Problem to solve:
Which of the lines below mention the word "bowl"? Pull each one out.

Point localization data:

********************

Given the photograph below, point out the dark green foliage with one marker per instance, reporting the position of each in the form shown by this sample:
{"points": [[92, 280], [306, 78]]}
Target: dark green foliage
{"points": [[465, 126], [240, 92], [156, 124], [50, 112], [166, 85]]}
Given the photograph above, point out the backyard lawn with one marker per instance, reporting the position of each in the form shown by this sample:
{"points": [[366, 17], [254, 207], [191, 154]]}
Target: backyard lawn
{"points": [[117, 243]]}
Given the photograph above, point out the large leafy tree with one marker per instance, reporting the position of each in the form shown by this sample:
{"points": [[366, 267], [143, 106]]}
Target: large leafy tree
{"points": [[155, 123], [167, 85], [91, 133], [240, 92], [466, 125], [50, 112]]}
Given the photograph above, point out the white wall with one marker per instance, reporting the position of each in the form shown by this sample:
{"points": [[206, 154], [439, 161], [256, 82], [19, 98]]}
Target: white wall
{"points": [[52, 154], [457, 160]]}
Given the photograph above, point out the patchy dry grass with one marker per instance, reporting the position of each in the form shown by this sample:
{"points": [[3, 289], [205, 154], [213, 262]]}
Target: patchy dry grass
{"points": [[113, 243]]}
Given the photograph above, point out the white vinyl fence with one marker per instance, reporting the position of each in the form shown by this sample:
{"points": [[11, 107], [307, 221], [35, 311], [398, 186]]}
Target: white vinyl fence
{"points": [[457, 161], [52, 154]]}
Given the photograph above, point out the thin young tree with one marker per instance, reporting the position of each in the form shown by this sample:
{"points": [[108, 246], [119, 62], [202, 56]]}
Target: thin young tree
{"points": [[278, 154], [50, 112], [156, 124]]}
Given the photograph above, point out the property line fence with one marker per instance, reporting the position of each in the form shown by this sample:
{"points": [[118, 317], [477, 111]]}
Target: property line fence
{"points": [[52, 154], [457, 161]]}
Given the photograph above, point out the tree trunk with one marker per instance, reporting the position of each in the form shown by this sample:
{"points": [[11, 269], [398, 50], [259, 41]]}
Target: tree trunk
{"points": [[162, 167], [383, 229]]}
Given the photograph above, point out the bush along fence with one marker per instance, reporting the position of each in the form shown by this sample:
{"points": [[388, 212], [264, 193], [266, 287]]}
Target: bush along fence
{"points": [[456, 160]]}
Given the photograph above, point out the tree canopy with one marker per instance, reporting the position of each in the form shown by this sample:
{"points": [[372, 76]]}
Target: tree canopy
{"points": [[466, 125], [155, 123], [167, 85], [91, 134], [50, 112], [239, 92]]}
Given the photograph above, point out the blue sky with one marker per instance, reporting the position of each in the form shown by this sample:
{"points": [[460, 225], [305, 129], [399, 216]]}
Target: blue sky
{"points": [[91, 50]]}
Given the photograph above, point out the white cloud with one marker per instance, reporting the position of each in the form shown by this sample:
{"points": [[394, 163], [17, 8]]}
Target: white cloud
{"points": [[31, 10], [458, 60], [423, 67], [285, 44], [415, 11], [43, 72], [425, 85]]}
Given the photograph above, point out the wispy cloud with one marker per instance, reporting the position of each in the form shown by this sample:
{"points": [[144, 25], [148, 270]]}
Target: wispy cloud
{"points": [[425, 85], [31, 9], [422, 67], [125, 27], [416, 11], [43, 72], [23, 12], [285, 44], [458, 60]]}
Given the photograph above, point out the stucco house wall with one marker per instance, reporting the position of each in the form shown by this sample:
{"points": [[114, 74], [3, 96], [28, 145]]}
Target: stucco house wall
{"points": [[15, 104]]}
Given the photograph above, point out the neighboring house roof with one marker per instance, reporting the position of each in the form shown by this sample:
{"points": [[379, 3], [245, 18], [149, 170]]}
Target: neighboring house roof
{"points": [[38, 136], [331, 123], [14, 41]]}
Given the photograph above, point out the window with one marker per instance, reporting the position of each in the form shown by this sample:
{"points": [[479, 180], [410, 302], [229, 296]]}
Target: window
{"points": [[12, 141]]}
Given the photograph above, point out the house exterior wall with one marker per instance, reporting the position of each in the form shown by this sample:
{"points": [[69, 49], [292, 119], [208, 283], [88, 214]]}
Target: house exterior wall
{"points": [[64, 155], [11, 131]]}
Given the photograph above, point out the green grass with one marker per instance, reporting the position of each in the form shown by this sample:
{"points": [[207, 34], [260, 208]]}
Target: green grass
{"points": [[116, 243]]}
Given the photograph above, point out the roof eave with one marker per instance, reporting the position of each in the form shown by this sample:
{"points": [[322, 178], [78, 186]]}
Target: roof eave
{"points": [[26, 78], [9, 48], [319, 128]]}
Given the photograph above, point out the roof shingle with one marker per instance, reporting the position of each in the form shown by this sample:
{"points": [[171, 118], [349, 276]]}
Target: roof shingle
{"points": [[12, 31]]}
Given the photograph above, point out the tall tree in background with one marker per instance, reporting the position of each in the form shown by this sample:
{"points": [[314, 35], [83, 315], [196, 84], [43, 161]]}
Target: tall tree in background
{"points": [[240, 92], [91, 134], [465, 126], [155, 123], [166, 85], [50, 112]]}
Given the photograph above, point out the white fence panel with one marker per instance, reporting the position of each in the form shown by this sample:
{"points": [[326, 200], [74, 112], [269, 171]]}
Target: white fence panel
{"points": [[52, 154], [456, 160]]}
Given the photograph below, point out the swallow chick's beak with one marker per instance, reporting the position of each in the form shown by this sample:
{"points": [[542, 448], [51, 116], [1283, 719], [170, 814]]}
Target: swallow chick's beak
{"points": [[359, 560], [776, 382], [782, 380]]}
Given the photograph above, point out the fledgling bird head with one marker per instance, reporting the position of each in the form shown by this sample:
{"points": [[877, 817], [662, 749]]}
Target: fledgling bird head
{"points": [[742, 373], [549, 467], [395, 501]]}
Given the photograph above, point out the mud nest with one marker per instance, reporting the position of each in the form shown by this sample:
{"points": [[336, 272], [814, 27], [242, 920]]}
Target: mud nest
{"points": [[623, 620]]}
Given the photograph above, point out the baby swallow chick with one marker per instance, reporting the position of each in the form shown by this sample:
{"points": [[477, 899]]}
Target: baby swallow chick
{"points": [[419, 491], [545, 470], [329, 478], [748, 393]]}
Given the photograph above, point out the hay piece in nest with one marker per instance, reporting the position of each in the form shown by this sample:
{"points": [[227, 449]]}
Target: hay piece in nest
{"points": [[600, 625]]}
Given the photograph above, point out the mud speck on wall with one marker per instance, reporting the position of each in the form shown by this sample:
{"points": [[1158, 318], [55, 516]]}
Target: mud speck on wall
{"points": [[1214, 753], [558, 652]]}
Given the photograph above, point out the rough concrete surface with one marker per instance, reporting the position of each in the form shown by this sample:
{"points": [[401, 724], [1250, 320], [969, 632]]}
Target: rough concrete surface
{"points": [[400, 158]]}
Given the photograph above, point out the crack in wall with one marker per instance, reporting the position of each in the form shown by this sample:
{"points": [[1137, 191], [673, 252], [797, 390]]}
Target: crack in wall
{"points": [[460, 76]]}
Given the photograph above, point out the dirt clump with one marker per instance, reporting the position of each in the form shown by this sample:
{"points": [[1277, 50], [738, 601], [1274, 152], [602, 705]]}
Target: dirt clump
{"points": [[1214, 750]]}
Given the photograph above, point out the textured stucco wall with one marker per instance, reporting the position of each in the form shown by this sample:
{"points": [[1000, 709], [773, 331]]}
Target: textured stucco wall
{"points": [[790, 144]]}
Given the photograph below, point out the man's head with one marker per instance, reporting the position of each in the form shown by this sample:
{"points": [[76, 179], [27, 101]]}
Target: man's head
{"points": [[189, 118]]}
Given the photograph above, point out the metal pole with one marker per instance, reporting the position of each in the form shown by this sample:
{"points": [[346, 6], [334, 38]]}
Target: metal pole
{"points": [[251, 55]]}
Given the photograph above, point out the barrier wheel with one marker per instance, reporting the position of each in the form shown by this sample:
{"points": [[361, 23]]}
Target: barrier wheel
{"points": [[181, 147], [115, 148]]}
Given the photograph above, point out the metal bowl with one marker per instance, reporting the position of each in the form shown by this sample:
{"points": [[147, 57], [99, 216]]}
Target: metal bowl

********************

Response below:
Given the photograph above, point out the metal bowl with one marker per instance, reporting the position of each in the form shown by this sample:
Target: metal bowl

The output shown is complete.